GIVEN REQUEST A -
Rewrite the rows below as a Markdown table with the columns No. and Line. Start at the line containing "Report one point per instance of the yellow" and go through the final line of the rows, numbering each line and leaving out blank lines.

— BEGIN TEXT EXCERPT —

Henry I -- Into The Breech: Actor Henry Woronicz Radiates Enthusiasm As The Oregon Shakespeare Festival's Novice Artistic Director
ASHLAND, Ore. - Even in blue jeans and plain white shirt, Henry Woronicz looks every inch the Shakespearean hero. It's the sculpted profile, backswept mane of dark blond hair, and confident bearing that remind you he's played Shakespeare's Romeo and Hamlet, Pericles and Macbeth, most of the King Henrys and both King Richards.
And he's only 38 - late-career for pro baseball players, but warm-up time for classical actors.
No one questions Woronicz's acting ability: for that he wins high praise from critics and colleagues. But the jury remains out on Woronicz's latest, and most public, role: artistic director of the Oregon Shakespeare Festival (OSF), the West Coast's premier Shakespeare festival and one of the nation's largest theater operations.

— END TEXT EXCERPT —
— BEGIN RECORDS FOR THE TASK —

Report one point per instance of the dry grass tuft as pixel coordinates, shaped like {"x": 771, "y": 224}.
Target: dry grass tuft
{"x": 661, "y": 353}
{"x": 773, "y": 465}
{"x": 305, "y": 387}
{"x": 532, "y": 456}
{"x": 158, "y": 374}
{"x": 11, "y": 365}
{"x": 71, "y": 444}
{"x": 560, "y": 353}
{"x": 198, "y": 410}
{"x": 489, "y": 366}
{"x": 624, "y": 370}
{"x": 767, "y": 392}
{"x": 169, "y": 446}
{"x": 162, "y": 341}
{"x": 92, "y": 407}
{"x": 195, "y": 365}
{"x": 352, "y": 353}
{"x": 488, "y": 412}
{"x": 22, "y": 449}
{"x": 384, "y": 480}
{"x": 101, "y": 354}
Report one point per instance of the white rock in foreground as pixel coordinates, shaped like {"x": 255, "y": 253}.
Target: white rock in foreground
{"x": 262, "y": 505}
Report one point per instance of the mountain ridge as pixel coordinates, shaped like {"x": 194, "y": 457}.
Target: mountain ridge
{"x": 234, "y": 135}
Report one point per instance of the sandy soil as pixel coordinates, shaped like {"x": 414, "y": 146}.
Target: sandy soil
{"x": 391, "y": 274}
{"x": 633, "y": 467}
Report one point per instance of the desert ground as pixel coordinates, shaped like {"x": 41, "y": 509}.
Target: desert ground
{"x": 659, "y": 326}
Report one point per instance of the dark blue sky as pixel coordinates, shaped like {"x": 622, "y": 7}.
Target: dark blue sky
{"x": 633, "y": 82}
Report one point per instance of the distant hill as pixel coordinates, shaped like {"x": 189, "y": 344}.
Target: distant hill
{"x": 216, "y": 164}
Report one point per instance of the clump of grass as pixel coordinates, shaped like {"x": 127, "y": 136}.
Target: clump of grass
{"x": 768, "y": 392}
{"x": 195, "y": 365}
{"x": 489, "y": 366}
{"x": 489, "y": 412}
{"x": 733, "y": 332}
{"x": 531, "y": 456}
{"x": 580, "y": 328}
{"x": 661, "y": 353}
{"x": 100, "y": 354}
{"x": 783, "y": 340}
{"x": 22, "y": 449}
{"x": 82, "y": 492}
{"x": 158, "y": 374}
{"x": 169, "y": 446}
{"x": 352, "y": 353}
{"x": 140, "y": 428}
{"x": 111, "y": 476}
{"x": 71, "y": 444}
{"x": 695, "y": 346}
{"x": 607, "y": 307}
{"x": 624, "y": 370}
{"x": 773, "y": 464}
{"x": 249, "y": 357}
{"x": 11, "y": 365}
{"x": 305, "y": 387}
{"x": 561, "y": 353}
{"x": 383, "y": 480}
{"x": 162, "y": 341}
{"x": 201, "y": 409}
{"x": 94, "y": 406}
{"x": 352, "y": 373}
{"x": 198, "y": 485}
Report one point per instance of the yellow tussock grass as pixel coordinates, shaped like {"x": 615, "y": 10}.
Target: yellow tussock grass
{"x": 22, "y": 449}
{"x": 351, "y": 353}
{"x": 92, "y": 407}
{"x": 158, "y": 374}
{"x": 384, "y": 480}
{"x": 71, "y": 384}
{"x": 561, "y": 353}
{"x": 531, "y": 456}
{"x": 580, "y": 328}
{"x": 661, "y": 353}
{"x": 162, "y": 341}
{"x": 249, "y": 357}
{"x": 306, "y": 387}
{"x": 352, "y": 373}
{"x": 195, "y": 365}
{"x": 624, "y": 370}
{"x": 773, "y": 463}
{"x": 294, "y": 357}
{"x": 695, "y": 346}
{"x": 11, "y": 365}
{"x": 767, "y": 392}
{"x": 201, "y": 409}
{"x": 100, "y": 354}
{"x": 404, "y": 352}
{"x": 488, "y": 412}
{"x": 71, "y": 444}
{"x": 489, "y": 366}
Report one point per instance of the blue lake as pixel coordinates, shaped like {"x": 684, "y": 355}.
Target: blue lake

— END RECORDS FOR THE TASK —

GIVEN REQUEST B -
In the article about Henry Woronicz, what role has he taken on at the Oregon Shakespeare Festival?

WORKED ANSWER A -
| No. | Line |
|---|---|
| 1 | Report one point per instance of the yellow tussock grass as pixel coordinates, shaped like {"x": 615, "y": 10}. |
| 2 | Target: yellow tussock grass |
| 3 | {"x": 22, "y": 449} |
| 4 | {"x": 351, "y": 353} |
| 5 | {"x": 92, "y": 407} |
| 6 | {"x": 158, "y": 374} |
| 7 | {"x": 384, "y": 480} |
| 8 | {"x": 71, "y": 384} |
| 9 | {"x": 561, "y": 353} |
| 10 | {"x": 531, "y": 456} |
| 11 | {"x": 580, "y": 328} |
| 12 | {"x": 661, "y": 353} |
| 13 | {"x": 162, "y": 341} |
| 14 | {"x": 249, "y": 357} |
| 15 | {"x": 306, "y": 387} |
| 16 | {"x": 352, "y": 373} |
| 17 | {"x": 195, "y": 365} |
| 18 | {"x": 624, "y": 370} |
| 19 | {"x": 773, "y": 463} |
| 20 | {"x": 294, "y": 357} |
| 21 | {"x": 695, "y": 346} |
| 22 | {"x": 11, "y": 365} |
| 23 | {"x": 767, "y": 392} |
| 24 | {"x": 201, "y": 409} |
| 25 | {"x": 100, "y": 354} |
| 26 | {"x": 404, "y": 352} |
| 27 | {"x": 488, "y": 412} |
| 28 | {"x": 71, "y": 444} |
| 29 | {"x": 489, "y": 366} |
| 30 | Report one point per instance of the blue lake as pixel coordinates, shaped like {"x": 684, "y": 355}. |
| 31 | Target: blue lake |

WORKED ANSWER B -
Artistic director.